#### KETENTUAN TUGAS
1/ Salin persis bagian teks tentang metode LIFO yang dibuka dengan kata-kata yang memuat "Tidak semua sepakat" dan ditutup dengan "pajak lebih kecil.".
2/ Tolong tentukan apakah setiap pernyataan berikut sesuai dengan teks tentang metode LIFO, lalu jawab ya atau tidak disertai kutipan persis dari teks yang menjadi penentunya: (a) Menurut PSAK, sistem FIFO lebih akurat dalam mewakili perhitungan sistem persediaan. (b) Dalam IFRS, sistem LIFO diterima secara umum. (c) Pada era inflasi, metode LIFO menghasilkan nilai laba bersih yang lebih tinggi.
3/ Dalam teks tentang metode LIFO, sebagai bentuk upaya apa penerapan LIFO dianggap menurut pandangan IFRS?

#### KUTIPAN SUMBER
Penerapan Last In First Out Dalam Akuntansi Perusahaan
Ada sedikit catatan ketika sebuah perusahaan akan menggunakan metode ini dalam sistem persediaan mereka. Ini karena pada dasarnya dalam pandangan PSAK (Pernyataan Standar Akuntansi Keuangan) sistem FIFO lebih akurat dan aktual dalam mewakili perhitungan sistem persediaan.
Sejumlah catatan dalam penerapan sistem LIFO pada perusahaan adalah sebagai berikut ini.
Tidak semua sepakat dengan penggunaan sistem Last In First Out
Perusahaan yang akan menerapkan sistem LIFO harus memiliki alasan kuat dan diterima dalam PSAK atau Generally Accepted Accounting Principles (GAAP).
Namun demikian dalam kacamata International Financial Reporting Standards (IFRS) sistem LIFO ini tidak diterima secara umum. Sehingga sistem ini tidak boleh diterapkan dengan alasan apapun.
Dalam pandangan IFRS, penerapan sistem perhitungan LIFO ini memiliki efek cukup menguntungkan terhadap nilai besaran pajak. Karenanya dianggap sebagai bentuk upaya manipulasi untuk perusahaan mendapatkan tarif pajak lebih kecil.
Potensi munculnya pencatatan yang dianggap kurang akurat
Sistem Last In First Out acapkali menimbulkan kerancuan dalam perhitungan persediaan. Kadang ini menyebabkan perhitungan persediaan akhir yang tidak akurat.
Ini merujuk pada penerapan sistem persediaan metode LIFO ini pada satu jenis produk namun dengan fluktuasi harga perolehan yang berbeda-beda. Sehingga catatan saldo akhir persediaan akan sulit untuk ditelusuri.
Kondisi ini pula yang kemudian memunculkan anggapan bahwa metode LIFO akan membuka pintu terjadinya manipulasi, penggelapan dan permainan data.
Selain itu, ketika inflasi terjadi metode LIFO akan mengganggu aktualitas dan validitas data keuangan. metode LIFO pada era inflasi akan menghasilkan nilai laba bersih pada angka lebih rendah.
Karena HPP yang digunakan pada penjualan menggunakan HPP terbaru yang sudah terpengaruh kondisi inflasi, sehingga HPP akan cenderung tinggi. Seolah mengabaikan fakta bahwa dalam persediaan terdapat produk dengan nilai HPP yang lebih rendah.
Namun pada sisi lain , akan muncul data persediaan yang lebih rendah dari nilai nyata sesuai dengan tingkat harga saat inflasi.
Ini karena stok yang tersedia terakumulasi dari HPP stok lama yang masih menggunakan harga rendah sebelum inflasi terjadi. Padahal nilai stok sebenarnya secara fisik akan lebih tinggi bila menggunakan perhitungan HPP terbaru sesuai perubahan inflasi yang terjadi.

Kutipan dari data anotasi titik:
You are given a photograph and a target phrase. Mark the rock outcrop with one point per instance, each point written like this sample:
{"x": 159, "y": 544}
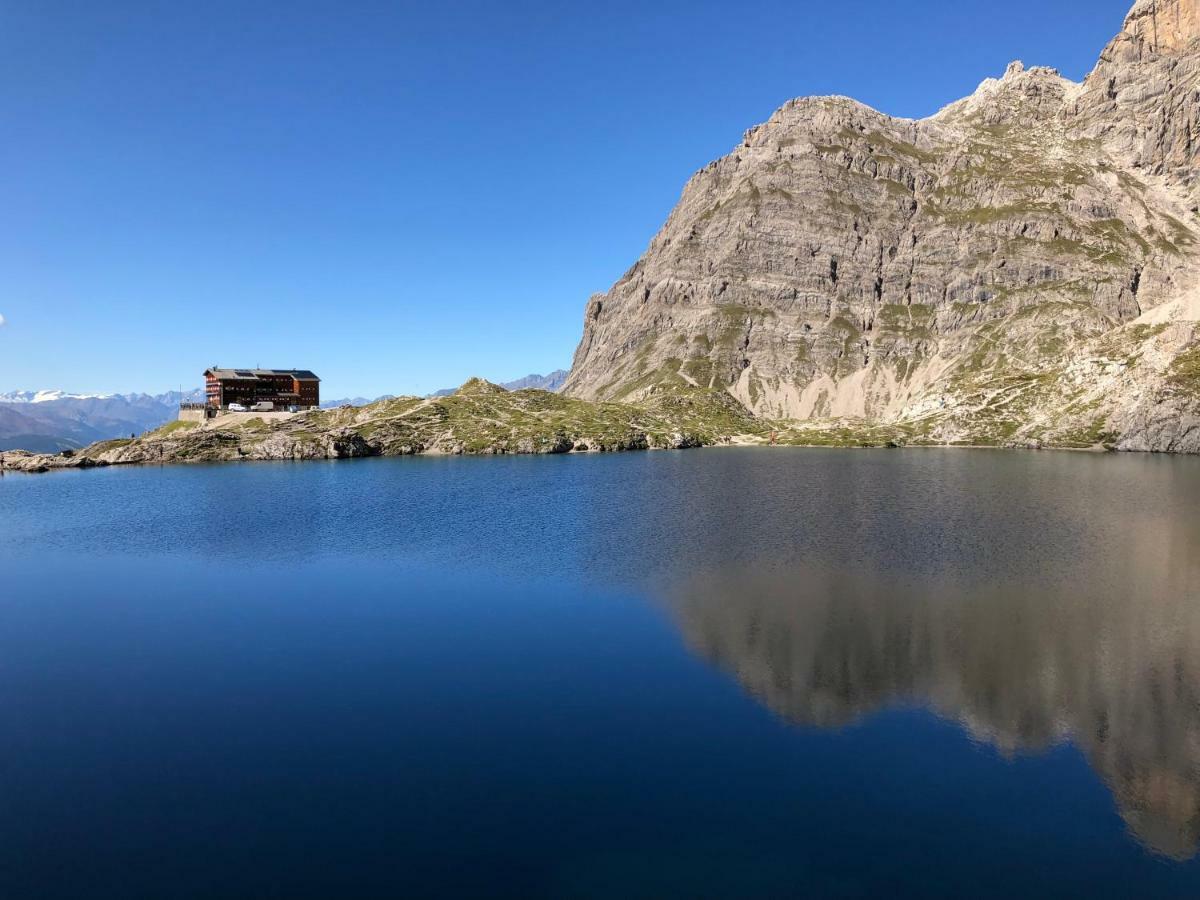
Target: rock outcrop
{"x": 1019, "y": 269}
{"x": 479, "y": 418}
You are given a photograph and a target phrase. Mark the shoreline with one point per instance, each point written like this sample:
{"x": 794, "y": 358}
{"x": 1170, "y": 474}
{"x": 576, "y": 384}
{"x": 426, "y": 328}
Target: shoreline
{"x": 42, "y": 463}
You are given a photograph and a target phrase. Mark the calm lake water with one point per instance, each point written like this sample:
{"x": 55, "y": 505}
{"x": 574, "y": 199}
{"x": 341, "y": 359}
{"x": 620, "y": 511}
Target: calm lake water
{"x": 714, "y": 673}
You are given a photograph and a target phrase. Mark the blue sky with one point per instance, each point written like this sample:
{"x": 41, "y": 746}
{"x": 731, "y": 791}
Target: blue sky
{"x": 402, "y": 195}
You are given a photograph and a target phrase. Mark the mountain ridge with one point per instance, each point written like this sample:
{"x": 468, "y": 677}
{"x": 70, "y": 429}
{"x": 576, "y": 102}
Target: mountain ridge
{"x": 1018, "y": 269}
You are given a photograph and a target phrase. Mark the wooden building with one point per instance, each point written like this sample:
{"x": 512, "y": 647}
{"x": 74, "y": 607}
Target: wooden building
{"x": 282, "y": 387}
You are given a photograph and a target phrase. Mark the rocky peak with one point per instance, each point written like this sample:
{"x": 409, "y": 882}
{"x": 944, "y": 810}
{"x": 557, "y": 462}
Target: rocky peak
{"x": 959, "y": 275}
{"x": 1164, "y": 27}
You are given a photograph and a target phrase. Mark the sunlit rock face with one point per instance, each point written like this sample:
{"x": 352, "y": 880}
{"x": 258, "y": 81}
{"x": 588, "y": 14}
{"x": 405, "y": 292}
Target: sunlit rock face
{"x": 1020, "y": 268}
{"x": 1109, "y": 661}
{"x": 1164, "y": 25}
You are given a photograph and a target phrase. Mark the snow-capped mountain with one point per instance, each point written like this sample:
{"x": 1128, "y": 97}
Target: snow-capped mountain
{"x": 52, "y": 420}
{"x": 48, "y": 396}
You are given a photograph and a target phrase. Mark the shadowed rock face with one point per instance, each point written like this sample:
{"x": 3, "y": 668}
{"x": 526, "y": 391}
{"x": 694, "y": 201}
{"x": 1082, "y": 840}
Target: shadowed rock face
{"x": 1017, "y": 269}
{"x": 1109, "y": 661}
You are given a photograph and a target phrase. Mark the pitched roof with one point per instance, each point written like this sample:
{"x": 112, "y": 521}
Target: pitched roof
{"x": 253, "y": 375}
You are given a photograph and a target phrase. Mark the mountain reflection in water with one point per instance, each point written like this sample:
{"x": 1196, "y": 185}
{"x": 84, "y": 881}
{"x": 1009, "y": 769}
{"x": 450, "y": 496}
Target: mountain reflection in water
{"x": 1109, "y": 660}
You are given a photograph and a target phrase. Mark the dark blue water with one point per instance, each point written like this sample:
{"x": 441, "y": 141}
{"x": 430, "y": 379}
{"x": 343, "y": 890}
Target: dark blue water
{"x": 717, "y": 673}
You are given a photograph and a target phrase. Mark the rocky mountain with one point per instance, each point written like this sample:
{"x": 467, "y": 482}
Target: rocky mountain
{"x": 479, "y": 418}
{"x": 49, "y": 421}
{"x": 1019, "y": 269}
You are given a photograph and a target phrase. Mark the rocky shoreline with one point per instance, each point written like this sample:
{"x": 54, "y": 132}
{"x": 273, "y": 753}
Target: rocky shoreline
{"x": 483, "y": 419}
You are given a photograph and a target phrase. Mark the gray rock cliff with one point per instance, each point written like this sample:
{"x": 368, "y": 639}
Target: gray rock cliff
{"x": 1019, "y": 269}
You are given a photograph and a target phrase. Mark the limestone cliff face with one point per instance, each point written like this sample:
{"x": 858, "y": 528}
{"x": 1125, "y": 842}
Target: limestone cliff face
{"x": 1020, "y": 268}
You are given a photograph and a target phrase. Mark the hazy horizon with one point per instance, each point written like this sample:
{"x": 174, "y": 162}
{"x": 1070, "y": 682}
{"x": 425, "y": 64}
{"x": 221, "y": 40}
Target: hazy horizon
{"x": 399, "y": 197}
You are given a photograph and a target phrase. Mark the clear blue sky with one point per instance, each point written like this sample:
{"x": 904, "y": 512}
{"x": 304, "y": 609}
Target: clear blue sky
{"x": 402, "y": 195}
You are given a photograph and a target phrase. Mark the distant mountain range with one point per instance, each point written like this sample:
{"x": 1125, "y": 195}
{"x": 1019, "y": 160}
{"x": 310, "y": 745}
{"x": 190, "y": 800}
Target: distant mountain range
{"x": 49, "y": 421}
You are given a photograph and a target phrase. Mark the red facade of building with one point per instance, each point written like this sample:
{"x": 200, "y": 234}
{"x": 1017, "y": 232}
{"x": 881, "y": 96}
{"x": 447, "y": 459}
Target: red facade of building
{"x": 282, "y": 387}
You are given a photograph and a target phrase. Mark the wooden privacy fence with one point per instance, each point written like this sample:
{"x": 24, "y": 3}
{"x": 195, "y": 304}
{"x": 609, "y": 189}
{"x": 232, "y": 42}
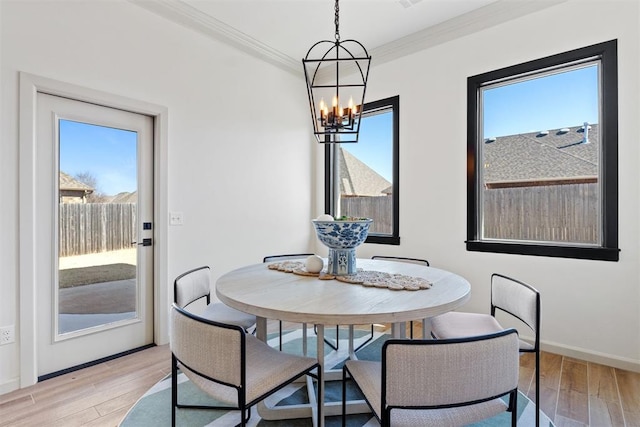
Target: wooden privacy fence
{"x": 380, "y": 209}
{"x": 551, "y": 213}
{"x": 96, "y": 227}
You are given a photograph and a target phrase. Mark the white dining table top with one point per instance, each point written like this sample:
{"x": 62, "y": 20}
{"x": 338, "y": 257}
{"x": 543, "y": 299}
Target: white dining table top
{"x": 273, "y": 294}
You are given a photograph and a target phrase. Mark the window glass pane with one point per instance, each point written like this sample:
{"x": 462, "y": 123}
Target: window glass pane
{"x": 541, "y": 158}
{"x": 366, "y": 172}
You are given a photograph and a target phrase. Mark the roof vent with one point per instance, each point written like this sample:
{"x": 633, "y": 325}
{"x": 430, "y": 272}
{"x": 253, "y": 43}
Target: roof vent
{"x": 585, "y": 130}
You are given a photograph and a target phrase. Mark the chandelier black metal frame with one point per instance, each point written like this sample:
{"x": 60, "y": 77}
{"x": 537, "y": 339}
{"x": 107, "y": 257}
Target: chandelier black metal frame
{"x": 336, "y": 71}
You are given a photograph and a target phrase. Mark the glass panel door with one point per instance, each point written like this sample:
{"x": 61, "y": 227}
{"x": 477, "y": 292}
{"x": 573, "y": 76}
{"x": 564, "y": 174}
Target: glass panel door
{"x": 97, "y": 225}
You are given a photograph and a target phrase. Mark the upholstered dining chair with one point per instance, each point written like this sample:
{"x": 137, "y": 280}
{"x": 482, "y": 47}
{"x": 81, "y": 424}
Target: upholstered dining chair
{"x": 195, "y": 284}
{"x": 511, "y": 296}
{"x": 230, "y": 365}
{"x": 439, "y": 382}
{"x": 285, "y": 257}
{"x": 418, "y": 261}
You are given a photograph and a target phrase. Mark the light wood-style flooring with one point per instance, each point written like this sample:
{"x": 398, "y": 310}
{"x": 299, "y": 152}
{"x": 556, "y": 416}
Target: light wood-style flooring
{"x": 573, "y": 392}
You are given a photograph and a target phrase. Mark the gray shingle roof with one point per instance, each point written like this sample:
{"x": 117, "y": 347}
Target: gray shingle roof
{"x": 69, "y": 183}
{"x": 358, "y": 179}
{"x": 535, "y": 156}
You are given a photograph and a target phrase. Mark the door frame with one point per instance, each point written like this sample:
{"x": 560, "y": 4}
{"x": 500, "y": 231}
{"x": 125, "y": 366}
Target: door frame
{"x": 30, "y": 85}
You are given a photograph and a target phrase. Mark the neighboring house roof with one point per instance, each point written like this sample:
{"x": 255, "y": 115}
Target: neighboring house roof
{"x": 358, "y": 179}
{"x": 124, "y": 197}
{"x": 69, "y": 183}
{"x": 540, "y": 156}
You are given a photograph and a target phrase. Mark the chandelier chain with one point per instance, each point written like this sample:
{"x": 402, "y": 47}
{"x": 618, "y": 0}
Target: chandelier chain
{"x": 337, "y": 21}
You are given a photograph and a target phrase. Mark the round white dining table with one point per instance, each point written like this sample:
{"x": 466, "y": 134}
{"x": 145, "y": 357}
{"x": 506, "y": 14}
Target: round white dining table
{"x": 273, "y": 294}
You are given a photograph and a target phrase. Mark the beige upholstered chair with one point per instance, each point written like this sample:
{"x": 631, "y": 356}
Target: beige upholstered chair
{"x": 439, "y": 382}
{"x": 228, "y": 364}
{"x": 418, "y": 261}
{"x": 285, "y": 257}
{"x": 510, "y": 296}
{"x": 196, "y": 284}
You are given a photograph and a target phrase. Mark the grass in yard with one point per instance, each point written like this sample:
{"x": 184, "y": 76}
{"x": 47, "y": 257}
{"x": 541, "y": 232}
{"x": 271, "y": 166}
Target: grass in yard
{"x": 95, "y": 274}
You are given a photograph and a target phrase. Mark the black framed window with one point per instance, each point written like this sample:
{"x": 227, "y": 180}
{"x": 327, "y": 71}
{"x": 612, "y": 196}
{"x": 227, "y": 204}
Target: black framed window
{"x": 361, "y": 179}
{"x": 542, "y": 156}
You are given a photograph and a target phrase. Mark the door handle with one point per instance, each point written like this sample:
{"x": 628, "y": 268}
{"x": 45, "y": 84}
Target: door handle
{"x": 145, "y": 242}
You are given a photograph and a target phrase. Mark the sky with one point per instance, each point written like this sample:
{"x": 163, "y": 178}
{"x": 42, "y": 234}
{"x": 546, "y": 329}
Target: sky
{"x": 108, "y": 154}
{"x": 375, "y": 146}
{"x": 545, "y": 103}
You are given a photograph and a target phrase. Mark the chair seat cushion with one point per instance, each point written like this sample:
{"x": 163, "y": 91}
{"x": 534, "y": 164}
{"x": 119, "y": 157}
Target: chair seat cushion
{"x": 266, "y": 369}
{"x": 459, "y": 325}
{"x": 456, "y": 324}
{"x": 368, "y": 376}
{"x": 219, "y": 312}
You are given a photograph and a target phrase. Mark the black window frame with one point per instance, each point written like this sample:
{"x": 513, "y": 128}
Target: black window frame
{"x": 388, "y": 239}
{"x": 608, "y": 250}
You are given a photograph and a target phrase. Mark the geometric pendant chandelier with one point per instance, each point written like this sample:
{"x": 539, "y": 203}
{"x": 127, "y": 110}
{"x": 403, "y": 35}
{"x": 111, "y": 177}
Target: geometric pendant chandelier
{"x": 336, "y": 73}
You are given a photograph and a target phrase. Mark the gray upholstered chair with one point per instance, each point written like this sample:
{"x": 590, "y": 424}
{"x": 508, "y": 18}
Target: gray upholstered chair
{"x": 439, "y": 382}
{"x": 228, "y": 364}
{"x": 196, "y": 284}
{"x": 418, "y": 261}
{"x": 510, "y": 296}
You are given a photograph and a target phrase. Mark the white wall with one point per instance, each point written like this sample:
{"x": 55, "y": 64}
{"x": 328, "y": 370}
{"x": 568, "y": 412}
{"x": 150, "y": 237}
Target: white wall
{"x": 238, "y": 169}
{"x": 589, "y": 308}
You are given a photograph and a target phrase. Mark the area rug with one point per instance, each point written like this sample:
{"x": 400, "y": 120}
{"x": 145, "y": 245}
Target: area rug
{"x": 154, "y": 408}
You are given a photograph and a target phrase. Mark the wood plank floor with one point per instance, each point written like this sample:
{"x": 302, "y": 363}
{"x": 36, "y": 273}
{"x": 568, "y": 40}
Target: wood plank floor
{"x": 572, "y": 392}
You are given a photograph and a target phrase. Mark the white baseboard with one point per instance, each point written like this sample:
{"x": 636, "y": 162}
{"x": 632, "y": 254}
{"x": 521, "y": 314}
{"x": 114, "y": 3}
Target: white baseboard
{"x": 9, "y": 386}
{"x": 592, "y": 356}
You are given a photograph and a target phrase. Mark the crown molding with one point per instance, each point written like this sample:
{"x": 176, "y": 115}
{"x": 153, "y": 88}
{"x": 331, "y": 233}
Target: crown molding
{"x": 192, "y": 18}
{"x": 485, "y": 17}
{"x": 477, "y": 20}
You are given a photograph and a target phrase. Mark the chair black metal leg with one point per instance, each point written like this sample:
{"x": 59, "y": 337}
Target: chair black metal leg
{"x": 514, "y": 408}
{"x": 327, "y": 341}
{"x": 537, "y": 388}
{"x": 174, "y": 389}
{"x": 344, "y": 397}
{"x": 368, "y": 339}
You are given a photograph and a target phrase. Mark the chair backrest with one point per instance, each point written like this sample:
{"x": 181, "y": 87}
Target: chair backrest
{"x": 402, "y": 259}
{"x": 210, "y": 349}
{"x": 518, "y": 299}
{"x": 457, "y": 372}
{"x": 191, "y": 286}
{"x": 284, "y": 257}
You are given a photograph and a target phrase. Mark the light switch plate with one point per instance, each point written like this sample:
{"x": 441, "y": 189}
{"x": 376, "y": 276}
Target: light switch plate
{"x": 7, "y": 334}
{"x": 176, "y": 218}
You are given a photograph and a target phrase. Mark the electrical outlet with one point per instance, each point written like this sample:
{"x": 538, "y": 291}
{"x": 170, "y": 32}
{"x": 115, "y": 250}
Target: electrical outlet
{"x": 7, "y": 334}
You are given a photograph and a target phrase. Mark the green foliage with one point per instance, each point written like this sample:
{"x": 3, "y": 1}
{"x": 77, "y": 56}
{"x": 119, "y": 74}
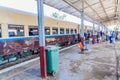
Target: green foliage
{"x": 117, "y": 28}
{"x": 58, "y": 16}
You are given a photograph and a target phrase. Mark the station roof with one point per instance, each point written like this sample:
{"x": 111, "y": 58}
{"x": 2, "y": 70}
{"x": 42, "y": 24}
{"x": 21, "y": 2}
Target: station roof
{"x": 106, "y": 12}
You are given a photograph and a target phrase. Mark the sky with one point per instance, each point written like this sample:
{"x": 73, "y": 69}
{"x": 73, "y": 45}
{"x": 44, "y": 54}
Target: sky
{"x": 31, "y": 6}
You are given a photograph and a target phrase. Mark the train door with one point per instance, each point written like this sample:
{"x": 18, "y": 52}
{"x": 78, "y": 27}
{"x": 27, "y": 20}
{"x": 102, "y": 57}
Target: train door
{"x": 0, "y": 32}
{"x": 67, "y": 31}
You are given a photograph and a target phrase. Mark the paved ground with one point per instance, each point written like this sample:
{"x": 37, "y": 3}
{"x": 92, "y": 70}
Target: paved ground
{"x": 99, "y": 63}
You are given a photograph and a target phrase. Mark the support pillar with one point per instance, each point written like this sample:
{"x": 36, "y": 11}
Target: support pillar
{"x": 98, "y": 27}
{"x": 93, "y": 33}
{"x": 82, "y": 27}
{"x": 41, "y": 38}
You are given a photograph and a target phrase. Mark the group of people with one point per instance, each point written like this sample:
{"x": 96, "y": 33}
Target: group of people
{"x": 97, "y": 37}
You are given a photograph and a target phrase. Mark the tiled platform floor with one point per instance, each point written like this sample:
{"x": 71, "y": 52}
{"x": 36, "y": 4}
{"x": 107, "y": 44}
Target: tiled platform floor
{"x": 98, "y": 63}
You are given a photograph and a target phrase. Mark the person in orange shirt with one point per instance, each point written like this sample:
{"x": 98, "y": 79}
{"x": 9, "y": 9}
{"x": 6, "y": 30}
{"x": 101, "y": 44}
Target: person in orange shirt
{"x": 81, "y": 45}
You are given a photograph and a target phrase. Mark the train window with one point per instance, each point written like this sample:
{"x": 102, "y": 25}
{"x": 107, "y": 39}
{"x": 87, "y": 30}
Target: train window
{"x": 75, "y": 31}
{"x": 55, "y": 30}
{"x": 71, "y": 31}
{"x": 47, "y": 30}
{"x": 33, "y": 30}
{"x": 67, "y": 31}
{"x": 0, "y": 31}
{"x": 61, "y": 30}
{"x": 15, "y": 30}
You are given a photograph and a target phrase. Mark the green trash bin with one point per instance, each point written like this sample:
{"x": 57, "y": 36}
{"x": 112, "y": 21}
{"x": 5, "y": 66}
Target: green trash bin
{"x": 52, "y": 59}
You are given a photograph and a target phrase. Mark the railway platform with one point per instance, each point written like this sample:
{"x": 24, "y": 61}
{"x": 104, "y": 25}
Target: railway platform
{"x": 98, "y": 63}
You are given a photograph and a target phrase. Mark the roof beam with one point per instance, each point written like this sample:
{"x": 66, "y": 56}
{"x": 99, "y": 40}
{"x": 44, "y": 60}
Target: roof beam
{"x": 68, "y": 5}
{"x": 77, "y": 9}
{"x": 92, "y": 8}
{"x": 104, "y": 9}
{"x": 81, "y": 9}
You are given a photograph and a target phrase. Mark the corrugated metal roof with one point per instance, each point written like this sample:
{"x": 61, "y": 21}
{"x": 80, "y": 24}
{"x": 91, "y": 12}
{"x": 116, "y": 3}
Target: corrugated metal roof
{"x": 102, "y": 11}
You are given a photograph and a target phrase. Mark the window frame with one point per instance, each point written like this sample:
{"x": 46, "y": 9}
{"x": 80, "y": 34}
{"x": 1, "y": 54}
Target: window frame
{"x": 54, "y": 28}
{"x": 16, "y": 27}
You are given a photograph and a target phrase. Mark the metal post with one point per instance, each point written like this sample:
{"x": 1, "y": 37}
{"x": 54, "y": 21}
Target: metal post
{"x": 98, "y": 27}
{"x": 82, "y": 20}
{"x": 41, "y": 38}
{"x": 82, "y": 25}
{"x": 93, "y": 27}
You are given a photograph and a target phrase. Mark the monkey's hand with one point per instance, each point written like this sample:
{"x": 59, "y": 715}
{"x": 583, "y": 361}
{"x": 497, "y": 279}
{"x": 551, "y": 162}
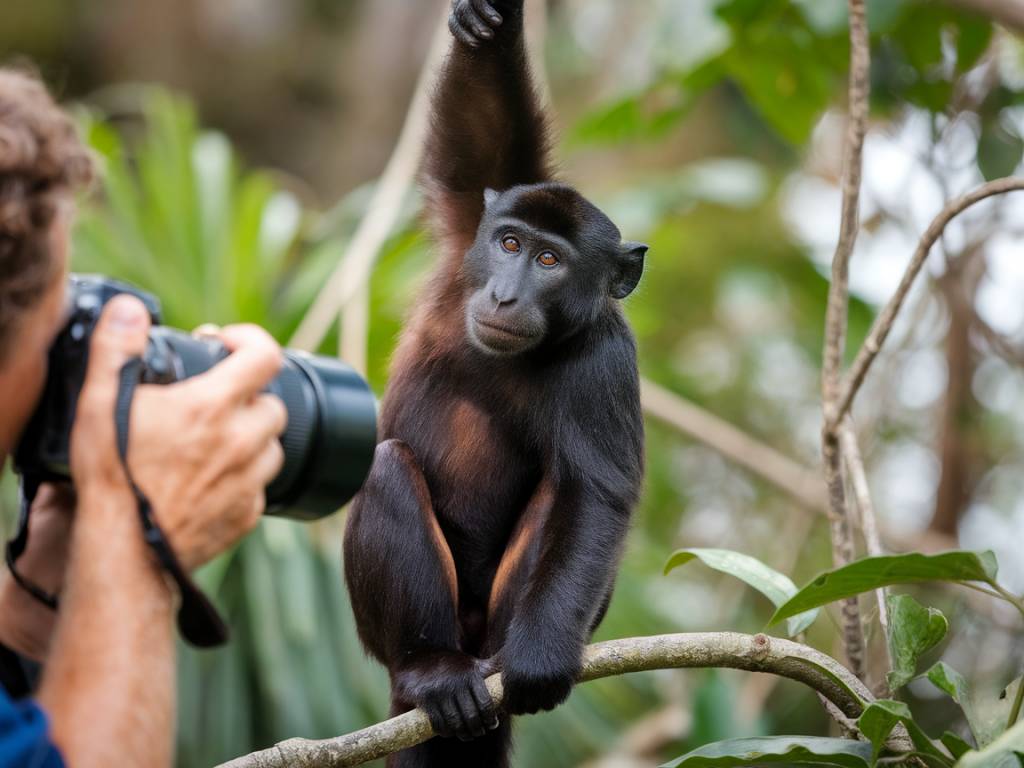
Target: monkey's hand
{"x": 539, "y": 676}
{"x": 449, "y": 687}
{"x": 476, "y": 22}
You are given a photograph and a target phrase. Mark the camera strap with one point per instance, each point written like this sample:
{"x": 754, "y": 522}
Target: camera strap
{"x": 199, "y": 621}
{"x": 15, "y": 547}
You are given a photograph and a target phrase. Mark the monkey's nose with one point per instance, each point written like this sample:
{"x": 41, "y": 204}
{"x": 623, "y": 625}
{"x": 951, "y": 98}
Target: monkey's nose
{"x": 501, "y": 301}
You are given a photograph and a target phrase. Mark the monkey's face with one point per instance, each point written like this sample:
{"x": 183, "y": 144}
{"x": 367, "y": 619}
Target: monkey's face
{"x": 545, "y": 264}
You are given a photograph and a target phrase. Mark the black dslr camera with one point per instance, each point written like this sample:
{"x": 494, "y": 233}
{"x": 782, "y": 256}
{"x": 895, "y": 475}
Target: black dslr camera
{"x": 332, "y": 416}
{"x": 329, "y": 442}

#### HASIL LATIHAN
1/
Tidak semua sepakat dengan penggunaan sistem Last In First Out
Perusahaan yang akan menerapkan sistem LIFO harus memiliki alasan kuat dan diterima dalam PSAK atau Generally Accepted Accounting Principles (GAAP).
Namun demikian dalam kacamata International Financial Reporting Standards (IFRS) sistem LIFO ini tidak diterima secara umum. Sehingga sistem ini tidak boleh diterapkan dengan alasan apapun.
Dalam pandangan IFRS, penerapan sistem perhitungan LIFO ini memiliki efek cukup menguntungkan terhadap nilai besaran pajak. Karenanya dianggap sebagai bentuk upaya manipulasi untuk perusahaan mendapatkan tarif pajak lebih kecil.

2/
(a) Ya: "dalam pandangan PSAK (Pernyataan Standar Akuntansi Keuangan) sistem FIFO lebih akurat dan aktual dalam mewakili perhitungan sistem persediaan."
(b) Tidak: "dalam kacamata International Financial Reporting Standards (IFRS) sistem LIFO ini tidak diterima secara umum."
(c) Tidak: "metode LIFO pada era inflasi akan menghasilkan nilai laba bersih pada angka lebih rendah."

3/ Sebagai bentuk upaya manipulasi agar perusahaan mendapatkan tarif pajak lebih kecil.